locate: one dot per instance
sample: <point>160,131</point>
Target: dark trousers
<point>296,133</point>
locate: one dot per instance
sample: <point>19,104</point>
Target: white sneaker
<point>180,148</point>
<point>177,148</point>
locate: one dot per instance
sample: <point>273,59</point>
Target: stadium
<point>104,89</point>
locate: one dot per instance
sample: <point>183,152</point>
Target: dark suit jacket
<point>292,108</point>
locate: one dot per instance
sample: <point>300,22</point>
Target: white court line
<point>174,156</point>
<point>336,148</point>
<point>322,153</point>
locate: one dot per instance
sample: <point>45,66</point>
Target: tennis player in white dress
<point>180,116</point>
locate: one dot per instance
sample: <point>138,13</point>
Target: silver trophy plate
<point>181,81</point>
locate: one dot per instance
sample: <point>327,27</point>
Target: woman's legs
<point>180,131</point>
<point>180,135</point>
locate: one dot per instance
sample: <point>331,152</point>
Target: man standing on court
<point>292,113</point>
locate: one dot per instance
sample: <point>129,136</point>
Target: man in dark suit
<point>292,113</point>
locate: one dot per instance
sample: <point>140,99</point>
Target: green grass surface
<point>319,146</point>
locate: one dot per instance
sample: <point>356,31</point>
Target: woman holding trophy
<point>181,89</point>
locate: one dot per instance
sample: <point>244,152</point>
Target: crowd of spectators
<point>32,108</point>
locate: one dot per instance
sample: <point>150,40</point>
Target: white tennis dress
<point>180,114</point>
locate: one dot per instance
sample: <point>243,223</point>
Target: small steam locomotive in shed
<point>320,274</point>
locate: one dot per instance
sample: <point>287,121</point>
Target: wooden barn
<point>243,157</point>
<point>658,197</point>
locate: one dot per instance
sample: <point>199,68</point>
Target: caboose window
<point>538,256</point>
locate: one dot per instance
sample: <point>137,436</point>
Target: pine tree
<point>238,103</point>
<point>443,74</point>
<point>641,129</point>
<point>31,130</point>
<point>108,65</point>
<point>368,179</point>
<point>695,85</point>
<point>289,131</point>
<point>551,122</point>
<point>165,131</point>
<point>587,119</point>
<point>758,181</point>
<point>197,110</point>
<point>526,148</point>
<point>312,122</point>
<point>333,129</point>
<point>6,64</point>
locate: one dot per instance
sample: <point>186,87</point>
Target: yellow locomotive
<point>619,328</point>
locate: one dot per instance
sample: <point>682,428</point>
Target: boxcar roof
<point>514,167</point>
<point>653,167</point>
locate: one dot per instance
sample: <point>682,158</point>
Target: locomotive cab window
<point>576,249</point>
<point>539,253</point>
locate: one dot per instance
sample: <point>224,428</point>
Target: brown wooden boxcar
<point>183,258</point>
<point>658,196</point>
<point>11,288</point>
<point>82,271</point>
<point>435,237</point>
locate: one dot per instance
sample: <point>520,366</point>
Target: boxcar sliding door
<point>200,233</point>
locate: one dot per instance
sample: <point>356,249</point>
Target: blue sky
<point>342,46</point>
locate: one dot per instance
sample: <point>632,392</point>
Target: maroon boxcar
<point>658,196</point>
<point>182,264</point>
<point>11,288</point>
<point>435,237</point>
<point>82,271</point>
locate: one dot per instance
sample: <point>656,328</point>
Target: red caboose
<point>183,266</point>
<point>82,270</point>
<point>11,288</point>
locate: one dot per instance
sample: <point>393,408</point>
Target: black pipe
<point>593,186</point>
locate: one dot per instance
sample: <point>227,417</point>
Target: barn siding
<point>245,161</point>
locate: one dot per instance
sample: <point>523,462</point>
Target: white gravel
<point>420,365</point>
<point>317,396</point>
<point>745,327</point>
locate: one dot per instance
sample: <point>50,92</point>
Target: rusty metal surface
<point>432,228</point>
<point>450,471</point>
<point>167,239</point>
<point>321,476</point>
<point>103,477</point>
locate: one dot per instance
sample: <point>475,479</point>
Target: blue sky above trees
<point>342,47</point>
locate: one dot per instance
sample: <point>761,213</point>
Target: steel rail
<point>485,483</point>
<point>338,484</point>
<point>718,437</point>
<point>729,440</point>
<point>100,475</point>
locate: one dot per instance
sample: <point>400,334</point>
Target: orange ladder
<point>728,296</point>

______________________________

Retype the entire listing above line for line, with no changes.

locate: one dot per instance
sample: <point>160,131</point>
Target: dark trousers
<point>296,133</point>
locate: one dot per instance
sample: <point>19,104</point>
Target: white sneaker
<point>180,148</point>
<point>177,148</point>
locate: one dot per instance
sample: <point>273,59</point>
Target: stadium
<point>104,89</point>
locate: one dot per instance
sample: <point>183,152</point>
Target: dark suit jacket
<point>292,108</point>
locate: one dot per instance
sample: <point>300,22</point>
Target: white court line
<point>174,156</point>
<point>336,148</point>
<point>322,153</point>
locate: one dot per instance
sample: <point>45,66</point>
Target: tennis player in white dress
<point>180,116</point>
locate: one dot per instance
sample: <point>138,13</point>
Target: silver trophy plate
<point>181,81</point>
locate: one dot per instance
sample: <point>327,27</point>
Target: woman's legs
<point>180,131</point>
<point>180,135</point>
locate: one dot per instance
sample: <point>331,152</point>
Target: man standing on court
<point>292,113</point>
locate: one dot per instance
sample: <point>129,136</point>
Target: man in dark suit
<point>292,113</point>
locate: one dot per instance
sample: <point>140,99</point>
Target: green grass surface
<point>319,146</point>
locate: one dot per instance
sample: <point>356,31</point>
Target: woman holding trophy
<point>181,89</point>
locate: one dot per instance
sample: <point>244,152</point>
Target: crowd of spectators
<point>32,108</point>
locate: one dot per instance
sample: <point>150,40</point>
Target: white tennis dress
<point>180,114</point>
locate: one dot per instance
sample: <point>243,223</point>
Target: small steam locomotive in shed
<point>320,274</point>
locate: one dot per instance
sample: <point>287,121</point>
Target: wooden barn
<point>243,157</point>
<point>658,197</point>
locate: one dot per instance
sample: <point>199,68</point>
Target: caboose window
<point>538,256</point>
locate: one dot per instance
sample: <point>137,436</point>
Target: pine tree
<point>238,103</point>
<point>443,74</point>
<point>641,129</point>
<point>31,130</point>
<point>108,65</point>
<point>368,179</point>
<point>695,85</point>
<point>289,131</point>
<point>551,122</point>
<point>165,131</point>
<point>587,119</point>
<point>758,181</point>
<point>197,110</point>
<point>526,148</point>
<point>312,122</point>
<point>333,129</point>
<point>6,64</point>
locate: one dot per instance
sample: <point>186,87</point>
Target: yellow locomotive
<point>619,328</point>
locate: one dot per instance
sample: <point>682,428</point>
Target: boxcar roof
<point>514,167</point>
<point>653,167</point>
locate: one dot per instance
sample: <point>682,158</point>
Target: locomotive cab window
<point>576,249</point>
<point>539,253</point>
locate: one dot per instance
sample: <point>224,428</point>
Target: brown wooden boxcar
<point>183,258</point>
<point>658,196</point>
<point>11,288</point>
<point>82,271</point>
<point>435,237</point>
locate: one dot per instance
sample: <point>520,366</point>
Target: boxcar sliding door
<point>200,233</point>
locate: one dot per instance
sample: <point>356,249</point>
Target: blue sky
<point>342,46</point>
locate: one dot per instance
sample: <point>632,392</point>
Target: maroon boxcar
<point>658,196</point>
<point>182,264</point>
<point>11,288</point>
<point>435,237</point>
<point>82,271</point>
locate: one dot per instance
sample: <point>656,328</point>
Target: red caboose
<point>183,266</point>
<point>82,270</point>
<point>11,288</point>
locate: one dot per instance
sample: <point>393,408</point>
Target: black pipe
<point>593,186</point>
locate: one dot per instance
sample: <point>227,417</point>
Target: barn siding
<point>245,161</point>
locate: one dot per instance
sample: <point>523,462</point>
Target: white gravel
<point>420,365</point>
<point>317,396</point>
<point>745,327</point>
locate: one dot per instance
sample: <point>50,92</point>
Target: rusty metal surface
<point>432,228</point>
<point>450,471</point>
<point>167,239</point>
<point>321,476</point>
<point>103,477</point>
locate: one dot per instance
sample: <point>475,479</point>
Target: blue sky above trees
<point>342,47</point>
locate: one dot per instance
sample: <point>761,213</point>
Target: steel rail
<point>485,483</point>
<point>338,484</point>
<point>718,437</point>
<point>729,440</point>
<point>100,475</point>
locate: one dot per instance
sample: <point>400,334</point>
Target: orange ladder
<point>728,296</point>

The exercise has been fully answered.